◆ Study text ◆

———

Abstract
Circulating tumor DNA (ctDNA), originating directly from the tumor or circulating tumor cells, may reflect the entire tumor genom and has gained considerable attention for its potential clinical diagnosis and prognosis throughout the treatment regimen. However, the reliable and robust ctDNA detection remains a key challenge. Here, this work designs a pair of DNA clutch separation probes and an ideal discrimination probes based on toehold-mediated strand displacement reaction (TSDR) to specifically recognize ctDNA. First, the ctDNAs were denatured to form ssDNAs, the pair of DNA clutch separation probes [one of which modified onto the magnetic nanoparticles (MNPs)] are used to recognize and hybridize with the complemental chains and prevent reassociation of denatured ssDNAs. The complemental chains are removed in magnetic field and left the wild and mutant ssDNA chains in the supernatant. Then, the TSDR specificity recognizes the target mutant sequence to ensure only the mutated strands to be detection. The proposed assay exhibited good sensitivity and selectivity without any signal amplification. The proposed assay displayed a linear range from 2 to100 nM with a limit of detection (LOD) of 0.85 nM, and it was useful for ctDNA biomedical analysis and clinic theranostic.

———

(Stored data entries)
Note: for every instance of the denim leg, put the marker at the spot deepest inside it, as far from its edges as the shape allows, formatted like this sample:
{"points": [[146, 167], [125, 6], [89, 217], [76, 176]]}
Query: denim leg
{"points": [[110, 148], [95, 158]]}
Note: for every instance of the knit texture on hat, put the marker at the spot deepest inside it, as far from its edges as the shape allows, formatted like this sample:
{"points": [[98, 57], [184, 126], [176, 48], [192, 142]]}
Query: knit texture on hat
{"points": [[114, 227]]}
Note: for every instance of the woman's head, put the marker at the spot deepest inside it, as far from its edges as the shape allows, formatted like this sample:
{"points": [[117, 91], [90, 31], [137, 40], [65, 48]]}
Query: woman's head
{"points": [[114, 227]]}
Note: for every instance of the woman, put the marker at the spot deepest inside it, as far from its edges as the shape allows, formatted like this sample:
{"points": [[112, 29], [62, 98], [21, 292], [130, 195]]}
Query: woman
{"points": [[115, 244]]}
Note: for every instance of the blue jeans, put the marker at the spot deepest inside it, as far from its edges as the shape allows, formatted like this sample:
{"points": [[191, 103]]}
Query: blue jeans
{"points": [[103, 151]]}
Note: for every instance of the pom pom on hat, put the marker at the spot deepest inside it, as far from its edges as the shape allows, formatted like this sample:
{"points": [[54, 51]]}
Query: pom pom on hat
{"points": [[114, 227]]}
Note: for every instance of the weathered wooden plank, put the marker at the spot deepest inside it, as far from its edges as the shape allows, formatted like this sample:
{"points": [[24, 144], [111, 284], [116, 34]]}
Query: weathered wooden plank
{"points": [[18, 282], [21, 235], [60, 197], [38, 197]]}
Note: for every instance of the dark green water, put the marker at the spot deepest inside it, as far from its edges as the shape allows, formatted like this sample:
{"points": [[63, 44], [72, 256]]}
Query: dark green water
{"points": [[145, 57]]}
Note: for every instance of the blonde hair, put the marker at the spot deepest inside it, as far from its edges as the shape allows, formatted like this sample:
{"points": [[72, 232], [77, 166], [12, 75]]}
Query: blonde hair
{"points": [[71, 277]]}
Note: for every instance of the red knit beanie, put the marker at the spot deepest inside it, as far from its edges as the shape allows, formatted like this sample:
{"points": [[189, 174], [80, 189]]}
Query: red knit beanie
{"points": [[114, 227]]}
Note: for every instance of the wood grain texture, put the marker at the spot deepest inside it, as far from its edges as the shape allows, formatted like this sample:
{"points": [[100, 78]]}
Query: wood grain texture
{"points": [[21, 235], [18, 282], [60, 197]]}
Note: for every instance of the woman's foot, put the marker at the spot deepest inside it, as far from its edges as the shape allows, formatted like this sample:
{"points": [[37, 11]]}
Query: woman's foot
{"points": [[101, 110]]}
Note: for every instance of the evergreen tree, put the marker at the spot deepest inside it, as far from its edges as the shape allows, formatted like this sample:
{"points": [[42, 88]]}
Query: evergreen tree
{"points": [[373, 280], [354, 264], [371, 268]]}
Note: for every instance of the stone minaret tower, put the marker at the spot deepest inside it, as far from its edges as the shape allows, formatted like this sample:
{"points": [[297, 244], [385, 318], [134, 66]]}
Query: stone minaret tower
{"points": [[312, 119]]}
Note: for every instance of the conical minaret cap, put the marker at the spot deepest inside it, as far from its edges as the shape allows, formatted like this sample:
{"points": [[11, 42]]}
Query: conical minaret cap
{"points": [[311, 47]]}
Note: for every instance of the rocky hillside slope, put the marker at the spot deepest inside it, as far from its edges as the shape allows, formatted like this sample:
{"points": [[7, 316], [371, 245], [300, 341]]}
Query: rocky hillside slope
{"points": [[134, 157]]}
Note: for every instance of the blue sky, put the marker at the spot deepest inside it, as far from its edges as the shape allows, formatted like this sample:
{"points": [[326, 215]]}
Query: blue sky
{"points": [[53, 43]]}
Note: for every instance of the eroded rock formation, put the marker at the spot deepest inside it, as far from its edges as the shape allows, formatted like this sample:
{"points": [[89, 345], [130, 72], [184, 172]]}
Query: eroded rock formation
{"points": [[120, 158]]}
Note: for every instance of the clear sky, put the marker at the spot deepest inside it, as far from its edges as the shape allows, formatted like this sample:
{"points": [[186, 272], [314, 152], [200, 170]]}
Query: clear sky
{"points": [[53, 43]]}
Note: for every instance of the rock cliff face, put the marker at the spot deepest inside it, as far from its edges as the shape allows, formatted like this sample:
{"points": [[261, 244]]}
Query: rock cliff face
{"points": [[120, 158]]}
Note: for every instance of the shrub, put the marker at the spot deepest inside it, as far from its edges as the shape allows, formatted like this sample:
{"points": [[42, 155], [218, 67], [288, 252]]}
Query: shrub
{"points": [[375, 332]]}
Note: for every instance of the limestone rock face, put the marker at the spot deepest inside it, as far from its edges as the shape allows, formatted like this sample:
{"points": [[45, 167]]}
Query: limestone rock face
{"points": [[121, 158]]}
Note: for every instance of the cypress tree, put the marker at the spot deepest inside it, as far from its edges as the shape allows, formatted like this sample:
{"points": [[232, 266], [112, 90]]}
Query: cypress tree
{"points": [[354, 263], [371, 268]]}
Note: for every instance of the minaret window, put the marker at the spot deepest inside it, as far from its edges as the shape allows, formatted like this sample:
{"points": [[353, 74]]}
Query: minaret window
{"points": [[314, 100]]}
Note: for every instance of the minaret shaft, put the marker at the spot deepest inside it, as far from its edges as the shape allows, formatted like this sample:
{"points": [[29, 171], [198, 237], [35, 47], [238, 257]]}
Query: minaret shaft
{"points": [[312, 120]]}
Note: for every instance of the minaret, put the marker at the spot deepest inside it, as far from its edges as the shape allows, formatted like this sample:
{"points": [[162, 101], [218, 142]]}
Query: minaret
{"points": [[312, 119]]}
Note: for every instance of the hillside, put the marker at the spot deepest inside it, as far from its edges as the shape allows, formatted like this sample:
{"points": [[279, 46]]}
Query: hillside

———

◆ Activity 1 ◆
Condense the paragraph of the abstract on ctDNA detection that begins "Circulating tumor DNA (ctDNA), originating" into a bulleted list that keeps its main facts.
◆ Activity 2 ◆
Pick up the abstract on ctDNA detection where it stops and write the paragraph that comes next.
The records are separate material from the abstract on ctDNA detection.

◆ Task result 1 ◆
- Circulating tumor DNA (ctDNA) comes from the tumor or from circulating tumor cells and may reflect the entire tumor genome. It has drawn attention for diagnosis and prognosis during treatment, but reliable, robust detection remains a key challenge.
- The work designs a pair of DNA clutch separation probes and discrimination probes based on toehold-mediated strand displacement reaction (TSDR) to recognize ctDNA.
- ctDNA is first denatured into ssDNA. The clutch probes, one of them attached to magnetic nanoparticles (MNPs), hybridize with the complementary chains and prevent the ssDNA from reassociating.
- A magnetic field removes the complementary chains, leaving wild and mutant ssDNA chains in the supernatant.
- TSDR then recognizes the target mutant sequence, so only mutated strands are detected.
- Without any signal amplification, the assay shows good sensitivity and selectivity, a linear range from 2 to 100 nM, and a limit of detection of 0.85 nM.
- The assay is useful for ctDNA biomedical analysis and clinical theranostics.

◆ Task result 2 ◆
Highlights
In recent years, many advanced analytical methods have been established to quantify DNAs and RNAs (Schwarzenbach et al, 2011; Si et al, 2014; Li et al, 2015; Wang et al, 2018), among them, liquid biopsy has increasingly attracted intense attention due to its rapid, cost-effective and non-invasive properties
This work designs a pair of DNA clutch separation probes and an ideal discrimination probes based on toehold-mediated strand displacement reaction (TSDR) to recognize mutant Circulating tumor DNA (ctDNA) (Figure 1)
These results suggested the successful modification of DNA on the surface of magnetic nanoparticles (MNPs)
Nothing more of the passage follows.